---------- GIVEN INFORMATION

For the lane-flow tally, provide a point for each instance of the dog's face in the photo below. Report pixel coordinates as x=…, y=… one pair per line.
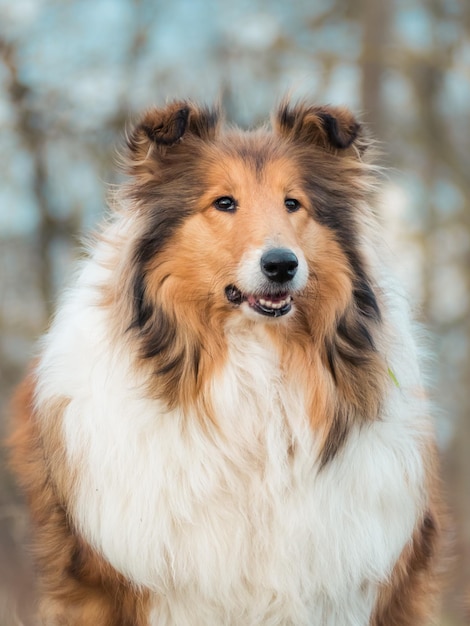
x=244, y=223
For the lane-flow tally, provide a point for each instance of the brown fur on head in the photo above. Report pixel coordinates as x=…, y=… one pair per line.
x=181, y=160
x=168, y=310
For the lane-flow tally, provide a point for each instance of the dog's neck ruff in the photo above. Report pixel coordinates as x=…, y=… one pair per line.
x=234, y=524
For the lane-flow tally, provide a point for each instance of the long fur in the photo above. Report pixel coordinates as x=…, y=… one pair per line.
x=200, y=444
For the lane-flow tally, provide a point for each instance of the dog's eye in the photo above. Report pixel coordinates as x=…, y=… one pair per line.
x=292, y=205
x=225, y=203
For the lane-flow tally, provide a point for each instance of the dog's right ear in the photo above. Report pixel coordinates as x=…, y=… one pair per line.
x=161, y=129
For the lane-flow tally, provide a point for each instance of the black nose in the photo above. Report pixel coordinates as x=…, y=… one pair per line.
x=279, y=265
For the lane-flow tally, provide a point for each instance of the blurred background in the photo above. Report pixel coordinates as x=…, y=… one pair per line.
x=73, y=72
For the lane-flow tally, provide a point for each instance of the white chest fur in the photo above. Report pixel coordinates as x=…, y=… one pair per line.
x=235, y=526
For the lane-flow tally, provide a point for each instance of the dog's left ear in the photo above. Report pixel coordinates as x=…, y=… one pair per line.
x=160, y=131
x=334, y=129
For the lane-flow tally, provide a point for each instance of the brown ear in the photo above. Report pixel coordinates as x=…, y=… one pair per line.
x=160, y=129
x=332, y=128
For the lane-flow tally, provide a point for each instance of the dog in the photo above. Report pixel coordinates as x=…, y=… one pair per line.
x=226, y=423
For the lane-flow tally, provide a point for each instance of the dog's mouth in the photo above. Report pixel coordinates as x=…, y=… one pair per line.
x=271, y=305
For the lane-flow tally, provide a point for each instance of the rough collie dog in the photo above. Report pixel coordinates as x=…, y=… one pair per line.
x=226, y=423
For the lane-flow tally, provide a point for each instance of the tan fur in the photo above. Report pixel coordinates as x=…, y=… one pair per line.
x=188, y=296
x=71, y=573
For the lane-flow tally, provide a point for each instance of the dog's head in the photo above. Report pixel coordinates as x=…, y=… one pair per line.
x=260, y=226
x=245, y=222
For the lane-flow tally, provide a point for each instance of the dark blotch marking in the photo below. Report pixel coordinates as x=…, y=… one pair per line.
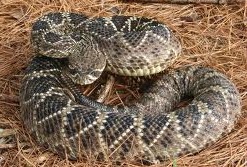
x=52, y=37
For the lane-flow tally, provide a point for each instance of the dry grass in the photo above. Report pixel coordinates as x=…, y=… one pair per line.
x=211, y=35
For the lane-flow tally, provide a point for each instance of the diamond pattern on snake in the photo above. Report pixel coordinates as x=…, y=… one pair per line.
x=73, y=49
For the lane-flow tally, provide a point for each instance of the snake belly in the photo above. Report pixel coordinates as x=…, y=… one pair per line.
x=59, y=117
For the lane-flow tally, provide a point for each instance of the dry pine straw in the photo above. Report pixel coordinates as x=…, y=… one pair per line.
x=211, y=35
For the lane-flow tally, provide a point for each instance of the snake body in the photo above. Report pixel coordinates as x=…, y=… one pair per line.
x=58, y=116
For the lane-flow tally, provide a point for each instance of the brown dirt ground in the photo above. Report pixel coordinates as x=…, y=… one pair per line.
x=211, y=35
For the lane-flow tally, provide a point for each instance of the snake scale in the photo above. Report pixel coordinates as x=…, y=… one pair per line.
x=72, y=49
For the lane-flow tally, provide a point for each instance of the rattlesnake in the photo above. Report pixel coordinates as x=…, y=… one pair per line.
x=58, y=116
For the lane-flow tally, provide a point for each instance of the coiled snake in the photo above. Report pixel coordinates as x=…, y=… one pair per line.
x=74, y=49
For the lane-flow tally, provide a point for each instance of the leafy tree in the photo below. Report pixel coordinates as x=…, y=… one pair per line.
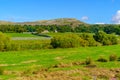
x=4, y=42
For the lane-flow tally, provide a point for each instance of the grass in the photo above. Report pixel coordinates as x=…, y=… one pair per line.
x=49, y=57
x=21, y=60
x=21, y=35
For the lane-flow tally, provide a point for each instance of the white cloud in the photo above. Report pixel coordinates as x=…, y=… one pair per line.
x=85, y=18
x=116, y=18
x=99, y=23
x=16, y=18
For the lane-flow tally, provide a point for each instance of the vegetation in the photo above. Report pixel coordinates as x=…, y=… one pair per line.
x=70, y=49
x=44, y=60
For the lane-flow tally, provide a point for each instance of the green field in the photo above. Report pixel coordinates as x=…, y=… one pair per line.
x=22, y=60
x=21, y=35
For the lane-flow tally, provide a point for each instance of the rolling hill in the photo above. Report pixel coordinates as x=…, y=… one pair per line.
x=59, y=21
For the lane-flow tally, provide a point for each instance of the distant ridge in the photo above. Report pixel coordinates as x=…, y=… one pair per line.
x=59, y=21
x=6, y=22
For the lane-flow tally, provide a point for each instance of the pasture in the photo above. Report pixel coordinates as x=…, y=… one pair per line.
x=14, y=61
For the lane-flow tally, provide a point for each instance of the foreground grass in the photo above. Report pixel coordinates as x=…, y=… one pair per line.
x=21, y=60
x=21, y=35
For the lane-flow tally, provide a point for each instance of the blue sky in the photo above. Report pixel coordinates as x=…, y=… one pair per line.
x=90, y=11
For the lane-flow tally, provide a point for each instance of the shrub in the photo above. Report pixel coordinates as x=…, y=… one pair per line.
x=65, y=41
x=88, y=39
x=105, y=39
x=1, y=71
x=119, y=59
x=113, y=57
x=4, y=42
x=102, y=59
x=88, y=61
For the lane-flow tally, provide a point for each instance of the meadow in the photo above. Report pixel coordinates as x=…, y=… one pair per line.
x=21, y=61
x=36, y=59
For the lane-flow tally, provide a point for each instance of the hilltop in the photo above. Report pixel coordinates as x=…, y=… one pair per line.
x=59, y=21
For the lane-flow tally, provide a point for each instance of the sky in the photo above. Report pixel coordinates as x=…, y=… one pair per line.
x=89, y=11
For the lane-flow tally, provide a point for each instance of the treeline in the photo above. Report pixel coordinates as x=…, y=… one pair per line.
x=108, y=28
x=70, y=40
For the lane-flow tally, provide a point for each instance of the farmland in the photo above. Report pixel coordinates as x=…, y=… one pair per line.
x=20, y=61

--------------------
---------- GIVEN INFORMATION

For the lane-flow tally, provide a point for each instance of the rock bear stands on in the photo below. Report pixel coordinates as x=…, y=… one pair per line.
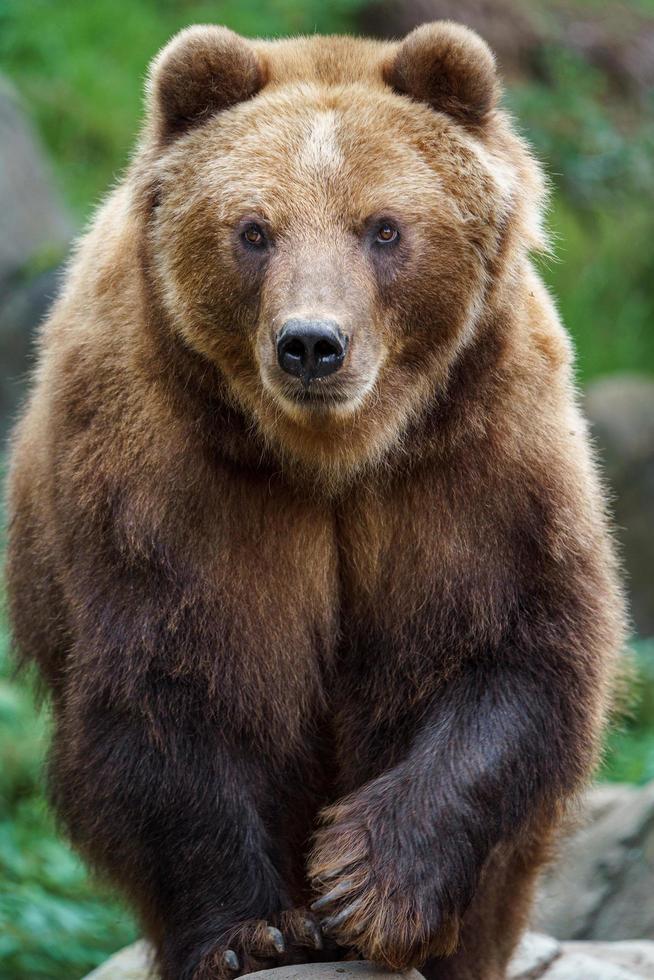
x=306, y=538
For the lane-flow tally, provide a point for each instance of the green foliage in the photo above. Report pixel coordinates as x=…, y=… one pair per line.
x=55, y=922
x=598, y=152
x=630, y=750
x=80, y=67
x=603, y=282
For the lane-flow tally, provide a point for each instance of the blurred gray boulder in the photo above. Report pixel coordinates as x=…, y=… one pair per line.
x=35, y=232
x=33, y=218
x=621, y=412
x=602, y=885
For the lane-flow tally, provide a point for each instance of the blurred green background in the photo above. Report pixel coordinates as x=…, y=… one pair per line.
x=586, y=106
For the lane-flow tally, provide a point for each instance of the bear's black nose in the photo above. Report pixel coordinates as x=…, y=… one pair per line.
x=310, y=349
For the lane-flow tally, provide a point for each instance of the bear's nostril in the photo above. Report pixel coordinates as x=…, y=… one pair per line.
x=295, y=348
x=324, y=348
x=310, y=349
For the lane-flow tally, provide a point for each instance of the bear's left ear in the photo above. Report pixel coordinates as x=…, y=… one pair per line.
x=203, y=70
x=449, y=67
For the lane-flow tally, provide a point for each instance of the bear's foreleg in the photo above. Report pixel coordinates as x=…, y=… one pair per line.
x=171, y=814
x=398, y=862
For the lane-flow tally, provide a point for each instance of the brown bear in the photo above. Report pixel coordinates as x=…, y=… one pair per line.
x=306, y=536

--------------------

Select every line of the rows above that contains the word "background", and copy each one out in full. Case counts.

*ANSWER*:
For the lane-flow tally, provide a point for each instance of the blurred background in the photo above. Report pixel coordinates as x=…, y=… one pair per line.
For the lane-flow tally, provide a point for each instance of the blurred green background in the photo above. Report pixel coordinates as x=…, y=… one pair per line.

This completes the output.